▶ **Задание 1**
Перепишите дословно отрывок из текста об Александре Македонском и портрете работы Апеллеса. Начните с места, где стоят слова «В конце концов», и остановитесь после слов «один греческий художник.».

▶ **Исходный текст**
Войска Александра Македонского вступили на землю Ионии в 333 году до н. э., когда работы по отделке храма были далеки от завершения. Молодой полководец, тогда еще не царь и не великий, очистил Малую Азию от персов, включив ее в состав своей империи. Желая засвидетельствовать почтение святилищу, а заодно и заработать политический капитал, Александр предложил покрыть все расходы на строительство – прошлое, настоящее и будущее, – заметив при том, что хотел бы видеть свое имя в посвятительной надписи. Отцы города оказались в трудном положении: святой дом не лучшее место для почитания чужака, в то же время трудно отказаться от блага, тем более в окружении грозных фаланг. Кроме того, городская казна пуста, женщины отвыкли от украшений, мужчины забыли о серебряных тарелках, по бедности проданных соседям. Советники совещались даже по ночам, споря о том, что дороже – расположение македонца или честь города.

В конце концов решено было последовать совету одного многоумного гражданина. «Не подобает богу, – сказал он, – возводить храмы другим богам». Великий полководец оскорбился, хотя никак этого не проявил. Чтобы смягчить ситуацию, власти заказали Апеллесу портрет Александра. Картину предполагалось повесить в храме, поэтому художник сделал великого полководца похожим на Зевса, написав полуобнаженным, в лавровом венке и с молнией в руке. Картина получилась превосходной. Заказчиков изумило совершенство письма и особенно оптический эффект: рука с молнией будто выступала из полотна. Апеллес получил за эту работу 25 золотых талантов – такого гонорара ни до, ни после него не удостаивался ни один греческий художник.

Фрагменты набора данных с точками
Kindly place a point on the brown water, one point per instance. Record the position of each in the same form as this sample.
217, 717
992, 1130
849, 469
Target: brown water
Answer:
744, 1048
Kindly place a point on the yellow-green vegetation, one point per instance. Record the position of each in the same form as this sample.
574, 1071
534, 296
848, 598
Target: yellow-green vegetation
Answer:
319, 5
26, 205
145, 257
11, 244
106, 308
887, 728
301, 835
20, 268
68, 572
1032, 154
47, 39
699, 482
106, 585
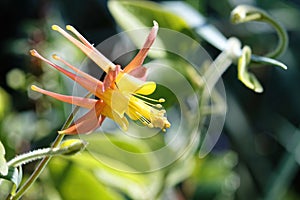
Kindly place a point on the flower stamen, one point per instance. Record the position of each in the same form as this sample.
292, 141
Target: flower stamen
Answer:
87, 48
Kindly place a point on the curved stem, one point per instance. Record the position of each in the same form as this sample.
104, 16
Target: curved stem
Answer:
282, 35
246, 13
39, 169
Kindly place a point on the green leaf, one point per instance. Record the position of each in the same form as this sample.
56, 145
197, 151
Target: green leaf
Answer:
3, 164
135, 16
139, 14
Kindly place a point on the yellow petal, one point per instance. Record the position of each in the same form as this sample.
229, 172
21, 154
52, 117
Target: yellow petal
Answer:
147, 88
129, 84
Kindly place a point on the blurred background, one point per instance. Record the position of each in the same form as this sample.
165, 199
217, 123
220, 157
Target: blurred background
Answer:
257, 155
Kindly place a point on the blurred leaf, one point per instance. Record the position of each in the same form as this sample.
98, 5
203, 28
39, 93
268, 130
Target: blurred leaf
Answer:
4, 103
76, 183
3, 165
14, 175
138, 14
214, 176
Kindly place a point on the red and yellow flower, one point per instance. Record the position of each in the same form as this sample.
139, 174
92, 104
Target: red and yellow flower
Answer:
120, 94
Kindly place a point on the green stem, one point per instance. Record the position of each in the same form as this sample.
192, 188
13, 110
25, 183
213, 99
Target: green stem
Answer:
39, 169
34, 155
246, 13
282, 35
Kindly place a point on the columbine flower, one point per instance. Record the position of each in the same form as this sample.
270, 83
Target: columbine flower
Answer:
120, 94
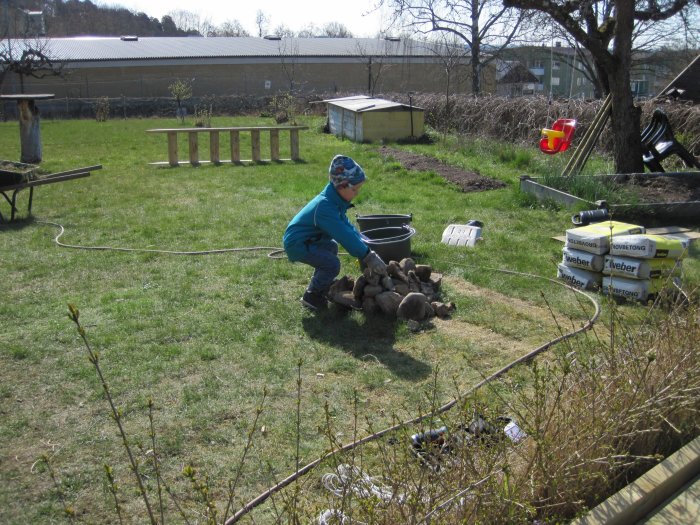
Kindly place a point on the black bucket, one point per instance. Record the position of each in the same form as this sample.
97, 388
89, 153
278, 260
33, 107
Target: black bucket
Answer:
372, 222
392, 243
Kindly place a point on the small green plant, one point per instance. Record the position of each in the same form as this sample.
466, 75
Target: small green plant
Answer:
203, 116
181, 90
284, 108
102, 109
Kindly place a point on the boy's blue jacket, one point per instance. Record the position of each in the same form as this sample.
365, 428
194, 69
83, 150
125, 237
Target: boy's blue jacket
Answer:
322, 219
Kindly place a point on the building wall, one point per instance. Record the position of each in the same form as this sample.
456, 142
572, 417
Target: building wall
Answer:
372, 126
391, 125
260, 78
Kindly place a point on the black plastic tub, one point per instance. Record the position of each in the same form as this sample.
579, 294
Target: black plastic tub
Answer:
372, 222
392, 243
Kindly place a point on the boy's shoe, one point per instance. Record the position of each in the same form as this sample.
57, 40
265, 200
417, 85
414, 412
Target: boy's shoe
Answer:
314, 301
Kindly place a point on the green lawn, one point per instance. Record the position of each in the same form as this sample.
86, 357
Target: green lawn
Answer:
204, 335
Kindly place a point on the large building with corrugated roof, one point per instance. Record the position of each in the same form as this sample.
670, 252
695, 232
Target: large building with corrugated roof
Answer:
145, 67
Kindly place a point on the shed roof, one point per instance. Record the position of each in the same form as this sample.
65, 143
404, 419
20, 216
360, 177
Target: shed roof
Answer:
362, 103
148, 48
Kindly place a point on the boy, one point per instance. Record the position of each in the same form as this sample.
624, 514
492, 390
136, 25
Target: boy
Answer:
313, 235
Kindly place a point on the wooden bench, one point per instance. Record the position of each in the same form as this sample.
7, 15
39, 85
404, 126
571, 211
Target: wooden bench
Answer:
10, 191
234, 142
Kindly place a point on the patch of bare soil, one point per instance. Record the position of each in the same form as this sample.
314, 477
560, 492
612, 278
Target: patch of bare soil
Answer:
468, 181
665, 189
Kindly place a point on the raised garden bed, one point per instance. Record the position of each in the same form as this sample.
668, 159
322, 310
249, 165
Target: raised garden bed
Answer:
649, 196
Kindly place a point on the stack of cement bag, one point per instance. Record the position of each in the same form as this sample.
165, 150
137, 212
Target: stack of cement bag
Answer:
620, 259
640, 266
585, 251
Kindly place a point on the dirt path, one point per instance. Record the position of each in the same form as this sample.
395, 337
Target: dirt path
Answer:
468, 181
==
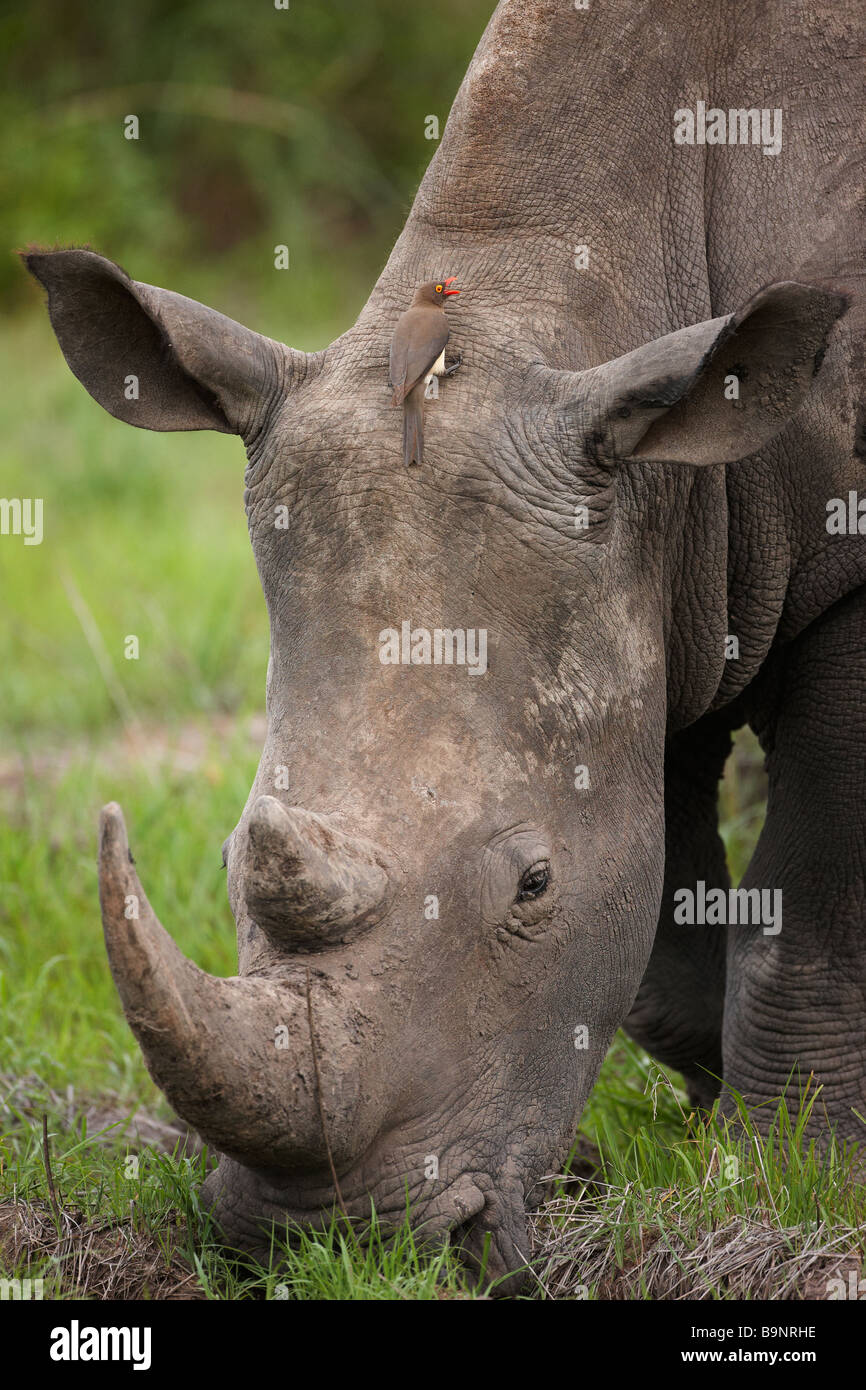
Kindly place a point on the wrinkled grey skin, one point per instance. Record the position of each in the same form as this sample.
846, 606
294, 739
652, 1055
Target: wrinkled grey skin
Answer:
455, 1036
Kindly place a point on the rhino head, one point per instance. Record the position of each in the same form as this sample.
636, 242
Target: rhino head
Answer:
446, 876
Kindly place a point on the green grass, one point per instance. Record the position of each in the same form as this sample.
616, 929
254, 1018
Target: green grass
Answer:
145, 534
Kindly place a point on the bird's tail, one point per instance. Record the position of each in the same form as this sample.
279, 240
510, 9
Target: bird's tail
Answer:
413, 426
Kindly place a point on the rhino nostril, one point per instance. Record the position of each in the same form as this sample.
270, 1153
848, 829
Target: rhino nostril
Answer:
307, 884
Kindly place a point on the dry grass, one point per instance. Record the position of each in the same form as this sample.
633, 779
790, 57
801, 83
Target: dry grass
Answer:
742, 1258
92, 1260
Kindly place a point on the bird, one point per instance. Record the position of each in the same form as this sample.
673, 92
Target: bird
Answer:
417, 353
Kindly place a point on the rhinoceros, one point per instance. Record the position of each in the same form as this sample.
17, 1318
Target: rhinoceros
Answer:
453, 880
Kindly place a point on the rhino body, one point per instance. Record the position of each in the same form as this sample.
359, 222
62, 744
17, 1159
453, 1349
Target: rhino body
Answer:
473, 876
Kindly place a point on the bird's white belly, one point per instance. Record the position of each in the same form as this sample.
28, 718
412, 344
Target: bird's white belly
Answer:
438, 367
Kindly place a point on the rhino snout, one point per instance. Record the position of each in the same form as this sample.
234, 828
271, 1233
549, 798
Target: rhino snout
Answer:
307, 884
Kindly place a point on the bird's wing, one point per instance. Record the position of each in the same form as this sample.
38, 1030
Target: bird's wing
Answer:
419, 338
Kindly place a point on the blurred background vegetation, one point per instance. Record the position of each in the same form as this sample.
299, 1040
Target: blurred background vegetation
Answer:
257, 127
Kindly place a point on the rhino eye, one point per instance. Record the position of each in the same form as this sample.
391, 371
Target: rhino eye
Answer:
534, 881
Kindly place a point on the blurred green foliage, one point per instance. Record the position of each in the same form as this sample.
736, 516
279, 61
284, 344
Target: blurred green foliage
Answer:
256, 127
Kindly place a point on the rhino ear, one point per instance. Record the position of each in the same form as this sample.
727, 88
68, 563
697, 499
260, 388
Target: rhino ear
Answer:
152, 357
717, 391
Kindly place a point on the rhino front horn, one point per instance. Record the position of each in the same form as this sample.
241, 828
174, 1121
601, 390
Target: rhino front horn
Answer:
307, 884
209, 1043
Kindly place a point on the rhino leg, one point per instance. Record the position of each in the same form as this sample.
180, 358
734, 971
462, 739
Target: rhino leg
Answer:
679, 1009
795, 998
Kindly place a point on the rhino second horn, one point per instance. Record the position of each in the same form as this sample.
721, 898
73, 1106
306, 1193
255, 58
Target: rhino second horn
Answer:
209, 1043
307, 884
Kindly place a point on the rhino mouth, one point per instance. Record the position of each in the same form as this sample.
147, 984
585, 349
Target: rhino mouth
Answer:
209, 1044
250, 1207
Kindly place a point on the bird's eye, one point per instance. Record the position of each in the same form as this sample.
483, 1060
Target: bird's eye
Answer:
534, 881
--
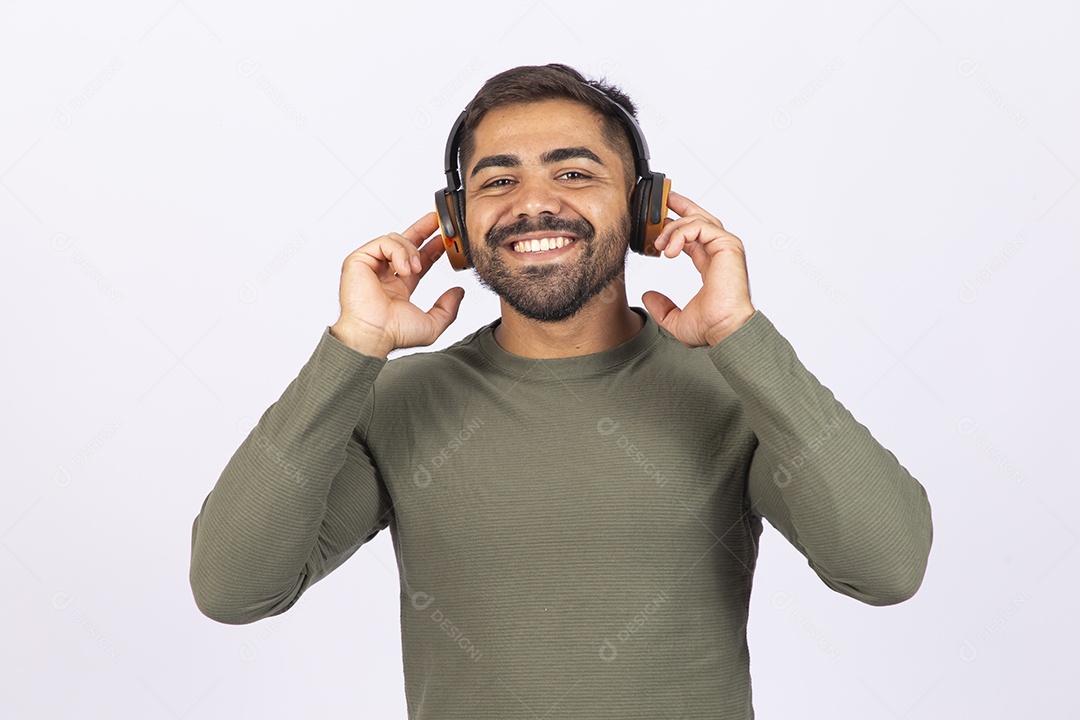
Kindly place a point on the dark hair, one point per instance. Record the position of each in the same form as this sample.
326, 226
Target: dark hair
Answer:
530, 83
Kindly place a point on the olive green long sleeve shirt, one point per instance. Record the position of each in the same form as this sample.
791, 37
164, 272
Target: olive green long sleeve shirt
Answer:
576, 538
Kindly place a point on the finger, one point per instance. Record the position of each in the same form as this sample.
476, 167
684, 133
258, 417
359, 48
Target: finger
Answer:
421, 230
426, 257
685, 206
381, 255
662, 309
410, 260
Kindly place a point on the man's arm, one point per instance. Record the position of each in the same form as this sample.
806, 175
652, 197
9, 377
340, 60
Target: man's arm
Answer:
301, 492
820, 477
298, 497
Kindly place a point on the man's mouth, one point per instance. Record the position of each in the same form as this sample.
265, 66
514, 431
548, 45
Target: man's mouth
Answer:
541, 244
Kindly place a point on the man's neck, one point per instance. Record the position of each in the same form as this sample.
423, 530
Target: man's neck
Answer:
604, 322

▶ **Задание 2**
Соберите из записей все строки, в которых встречается слово «belly». Регистр букв учитывается.

▶ **Решение 1**
В конце концов решено было последовать совету одного многоумного гражданина. «Не подобает богу, – сказал он, – возводить храмы другим богам». Великий полководец оскорбился, хотя никак этого не проявил. Чтобы смягчить ситуацию, власти заказали Апеллесу портрет Александра. Картину предполагалось повесить в храме, поэтому художник сделал великого полководца похожим на Зевса, написав полуобнаженным, в лавровом венке и с молнией в руке. Картина получилась превосходной. Заказчиков изумило совершенство письма и особенно оптический эффект: рука с молнией будто выступала из полотна. Апеллес получил за эту работу 25 золотых талантов – такого гонорара ни до, ни после него не удостаивался ни один греческий художник.

▶ **Решение 2**
Kindly place a point on the bird's white belly, one point per instance. Record the position of each in the same form as this sample.
Target: bird's white belly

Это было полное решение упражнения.